Rewrite every line of the records below as a numbered list, skipping any blank lines and leaving out the pictures.

* Labeled-object pointing records
================
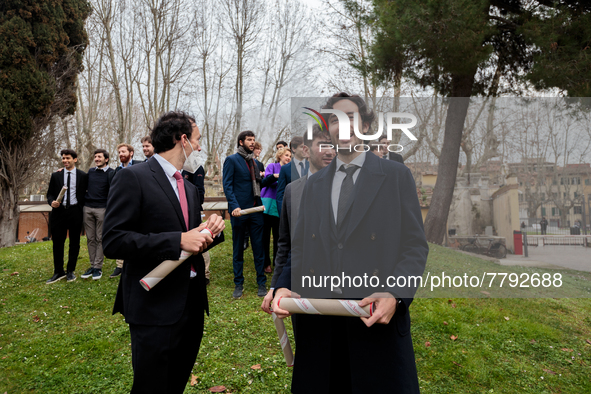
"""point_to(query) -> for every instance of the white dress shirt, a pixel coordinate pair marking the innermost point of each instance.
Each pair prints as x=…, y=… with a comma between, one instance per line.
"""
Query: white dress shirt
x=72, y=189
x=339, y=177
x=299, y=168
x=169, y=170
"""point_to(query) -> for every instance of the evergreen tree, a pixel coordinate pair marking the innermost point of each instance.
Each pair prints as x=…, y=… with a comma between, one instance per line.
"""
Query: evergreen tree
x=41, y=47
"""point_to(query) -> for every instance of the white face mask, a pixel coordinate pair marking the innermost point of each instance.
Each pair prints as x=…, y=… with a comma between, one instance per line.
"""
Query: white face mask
================
* Solved exercise
1. """point_to(query) -> for every instance of the white dress shirt, a pixel coordinate pair marking the innermost point of each instance.
2. Each pair prints as x=…, y=… with a comma between, one instance per line.
3. """
4. Query: white dress shirt
5. x=72, y=189
6. x=339, y=177
7. x=299, y=168
8. x=169, y=170
9. """point_to(query) -> for every instance of the evergreen tree, a pixel coordinate pair marking the innermost point of each instance.
10. Each pair prints as x=…, y=… with a comma between, one instance per line.
11. """
12. Query: evergreen tree
13. x=41, y=47
14. """point_to(query) -> for every instance of the white face mask, a pixel coordinate pair marking the innermost point of each instance.
15. Each pair prints as x=…, y=… with a comma between, one instance per line.
16. """
17. Query: white face mask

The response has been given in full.